Write out the data again in full, exactly as it reads.

[Stored items]
+ + + + + + +

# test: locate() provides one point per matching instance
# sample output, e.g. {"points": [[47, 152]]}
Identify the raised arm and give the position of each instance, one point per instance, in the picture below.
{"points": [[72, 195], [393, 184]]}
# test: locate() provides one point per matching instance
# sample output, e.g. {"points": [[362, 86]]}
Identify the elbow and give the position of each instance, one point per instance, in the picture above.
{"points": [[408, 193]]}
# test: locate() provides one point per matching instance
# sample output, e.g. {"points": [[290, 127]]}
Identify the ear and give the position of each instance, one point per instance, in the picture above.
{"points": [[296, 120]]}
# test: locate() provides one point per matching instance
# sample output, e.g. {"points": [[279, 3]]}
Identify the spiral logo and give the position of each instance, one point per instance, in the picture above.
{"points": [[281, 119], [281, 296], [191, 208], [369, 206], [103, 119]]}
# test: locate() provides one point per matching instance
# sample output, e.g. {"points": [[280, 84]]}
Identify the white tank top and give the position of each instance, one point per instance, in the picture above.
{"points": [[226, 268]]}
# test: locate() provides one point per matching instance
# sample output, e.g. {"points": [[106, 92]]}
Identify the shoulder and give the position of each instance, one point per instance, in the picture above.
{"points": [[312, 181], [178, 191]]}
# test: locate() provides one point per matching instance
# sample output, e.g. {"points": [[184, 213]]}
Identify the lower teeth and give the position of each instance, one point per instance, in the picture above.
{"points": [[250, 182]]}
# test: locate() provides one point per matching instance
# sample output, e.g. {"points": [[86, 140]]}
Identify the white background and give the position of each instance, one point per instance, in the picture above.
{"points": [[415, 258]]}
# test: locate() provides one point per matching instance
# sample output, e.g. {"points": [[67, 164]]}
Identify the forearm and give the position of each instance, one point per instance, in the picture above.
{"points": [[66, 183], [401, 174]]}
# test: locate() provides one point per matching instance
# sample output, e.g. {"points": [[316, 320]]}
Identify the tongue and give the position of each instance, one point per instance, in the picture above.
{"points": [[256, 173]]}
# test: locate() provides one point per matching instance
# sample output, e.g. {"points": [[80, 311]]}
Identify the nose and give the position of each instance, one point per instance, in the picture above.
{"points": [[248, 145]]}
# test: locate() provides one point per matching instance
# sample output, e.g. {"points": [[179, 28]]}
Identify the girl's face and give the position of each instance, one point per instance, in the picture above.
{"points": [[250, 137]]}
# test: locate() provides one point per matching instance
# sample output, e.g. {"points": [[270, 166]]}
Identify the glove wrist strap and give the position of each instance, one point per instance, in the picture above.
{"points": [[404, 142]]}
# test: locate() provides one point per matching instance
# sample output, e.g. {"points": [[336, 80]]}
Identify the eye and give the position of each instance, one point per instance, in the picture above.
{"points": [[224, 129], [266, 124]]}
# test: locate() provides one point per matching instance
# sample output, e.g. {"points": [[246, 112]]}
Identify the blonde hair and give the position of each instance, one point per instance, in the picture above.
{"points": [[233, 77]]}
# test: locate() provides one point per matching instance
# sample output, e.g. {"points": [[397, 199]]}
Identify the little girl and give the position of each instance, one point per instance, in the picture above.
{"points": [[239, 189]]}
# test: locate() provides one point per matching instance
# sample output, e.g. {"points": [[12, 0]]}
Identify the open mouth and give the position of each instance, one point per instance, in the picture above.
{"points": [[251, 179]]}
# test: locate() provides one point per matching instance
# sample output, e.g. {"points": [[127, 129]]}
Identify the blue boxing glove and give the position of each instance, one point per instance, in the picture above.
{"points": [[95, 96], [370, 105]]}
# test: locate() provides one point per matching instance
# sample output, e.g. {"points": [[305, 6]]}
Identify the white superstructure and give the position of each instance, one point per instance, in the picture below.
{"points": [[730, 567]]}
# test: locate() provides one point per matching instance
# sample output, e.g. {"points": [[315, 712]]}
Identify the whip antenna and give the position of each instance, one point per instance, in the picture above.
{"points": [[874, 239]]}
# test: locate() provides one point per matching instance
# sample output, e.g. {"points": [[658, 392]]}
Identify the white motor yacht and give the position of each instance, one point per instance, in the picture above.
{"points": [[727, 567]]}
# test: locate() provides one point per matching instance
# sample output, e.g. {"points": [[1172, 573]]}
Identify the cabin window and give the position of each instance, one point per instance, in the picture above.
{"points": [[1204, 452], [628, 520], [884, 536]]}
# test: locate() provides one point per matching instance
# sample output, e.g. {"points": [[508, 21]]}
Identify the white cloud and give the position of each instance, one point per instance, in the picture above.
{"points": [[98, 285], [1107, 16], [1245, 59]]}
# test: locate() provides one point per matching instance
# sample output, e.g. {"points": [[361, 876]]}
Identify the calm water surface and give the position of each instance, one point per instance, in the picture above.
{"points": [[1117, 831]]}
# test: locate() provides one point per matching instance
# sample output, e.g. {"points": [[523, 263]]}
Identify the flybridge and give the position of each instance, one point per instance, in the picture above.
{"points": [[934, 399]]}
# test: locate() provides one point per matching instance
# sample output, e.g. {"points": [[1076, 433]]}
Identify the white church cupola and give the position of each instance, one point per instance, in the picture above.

+ + + + + + +

- _WRITTEN SOLUTION_
# test: locate() provides one point per matching instance
# sample output, e.g. {"points": [[47, 152]]}
Identify the raised arm and give the position of each instance, one point per instance, in the picture below.
{"points": [[72, 195], [393, 184]]}
# test: locate() provides one point per matching instance
# sample output, e.g. {"points": [[362, 86]]}
Identify the elbow and give the position of each instance, one point per instance, in the picture above.
{"points": [[408, 193]]}
# test: locate() provides one point per matching instance
# sample output, e.g. {"points": [[290, 127]]}
Identify the ear and give the position of each instance, one point per instance, in the picture above.
{"points": [[296, 120]]}
# test: locate() provides one point per matching instance
# sample output, e.g. {"points": [[279, 3]]}
Identify the spiral logo and give the position of each instance, one point per instance, in the picture above.
{"points": [[281, 119], [281, 296], [191, 208], [369, 206], [103, 119]]}
# test: locate() provides one point per matching instance
# sample output, e.g. {"points": [[280, 84]]}
Identify the white tank top and give the position of each instance, one point per instance, in the picture above.
{"points": [[226, 268]]}
# test: locate() provides one point per matching instance
# sample output, e.g. {"points": [[106, 92]]}
Identify the shoulder and give the position of each instance, one point per instance, in the picture above.
{"points": [[312, 181], [178, 191]]}
# test: locate() provides one point per matching instance
# sample output, e.g. {"points": [[184, 213]]}
Identify the lower teeth and give the position of each instance, one point per instance, in the picture above.
{"points": [[250, 182]]}
# test: locate() provides one point per matching instance
# sample output, e.g. {"points": [[86, 140]]}
Identify the white background and give the position of each instance, one point per instance, in the picture above.
{"points": [[415, 258]]}
# test: locate() provides one point per matching instance
# sample output, e.g. {"points": [[67, 164]]}
Identify the forearm and give the position of each instance, one point per instance, in the picture above.
{"points": [[66, 183], [401, 174]]}
# test: locate() provides one point per matching instance
# sample output, e.g. {"points": [[316, 320]]}
Identify the tongue and give the position of each instance, one point per instance, in the picture above.
{"points": [[256, 173]]}
# test: locate() provides one point per matching instance
# sample output, e.g. {"points": [[80, 311]]}
Identify the nose and give the position of each instance, one point per instance, in the picture above.
{"points": [[248, 145]]}
# test: locate() provides one point per matching instance
# sample output, e.g. {"points": [[179, 28]]}
Identify the girl's face and give the position of each instance, one point per instance, in the picture above.
{"points": [[250, 137]]}
# test: locate() provides one point per matching instance
# sample output, e.g. {"points": [[270, 166]]}
Identify the glove wrist strap and give the position of each instance, one point per instance, in the picture above.
{"points": [[404, 142]]}
# test: locate() provides one point per matching instance
# sample output, e.g. {"points": [[336, 80]]}
Identify the eye and give the position of each instance, one point per instance, in the picture above.
{"points": [[224, 129], [266, 124]]}
# test: locate() provides one point per matching instance
# sample output, e.g. {"points": [[246, 112]]}
Identify the blonde hair and give the position of each instance, one point per instance, in the picture above.
{"points": [[233, 77]]}
# test: locate() provides one point per matching instance
# sample output, e.g. {"points": [[397, 199]]}
Identify the little girl and give the position of each instance, one point per instance, in the picture above.
{"points": [[239, 189]]}
# test: locate() provides one point per matching instance
# sample output, e.g. {"points": [[12, 0]]}
Identify the open mouth and give the position of each instance, one point per instance, in the picture above.
{"points": [[251, 179]]}
# test: locate() provides one point per matching instance
# sample output, e.g. {"points": [[127, 129]]}
Identify the blue boxing glove and give the position of each instance, one point per instance, in the picture above.
{"points": [[95, 96], [370, 105]]}
# test: locate() provides one point per matching instance
# sample output, e.g. {"points": [[305, 6]]}
Identify the white superstructure and give the position of each instance, one point per instance, in the picture below.
{"points": [[730, 567]]}
# test: locate() provides one point per matching instance
# sample output, e.g. {"points": [[315, 712]]}
Identify the whip antenna and give the position of each instance, one point per instance, in the picture above.
{"points": [[874, 239]]}
# test: locate() provides one point per matching instance
# sample output, e.g. {"points": [[658, 392]]}
Identify the white motor yacht and give the position of each instance, one point per instance, in the picture above.
{"points": [[727, 567]]}
# test: locate() provides one point per matching instance
# sample output, e.g. {"points": [[1172, 573]]}
Identify the cabin window and give the position of each instance, one point per instance, in the picture above.
{"points": [[1204, 452], [628, 520], [884, 536]]}
# test: locate() provides one point per matching instance
# sample output, e.g. {"points": [[508, 21]]}
Identify the white cloud and give the position of each instance, one point per instance, in the picture above.
{"points": [[98, 285], [1107, 16], [1245, 59]]}
# test: locate() provides one point per matching instance
# sample output, e.g. {"points": [[361, 876]]}
Identify the calm water surface and give the position of each instance, one point per instance, in the picture above.
{"points": [[1117, 831]]}
# test: locate() provides one point per matching instance
# sample output, e.g. {"points": [[523, 263]]}
Identify the flybridge and give the position of each instance, one point per instance, in the picture above.
{"points": [[934, 399]]}
# test: locate() provides one point per matching instance
# sample output, e.g. {"points": [[1076, 433]]}
Identify the white church cupola and give the position of each instance, one point per instance, in the picture above.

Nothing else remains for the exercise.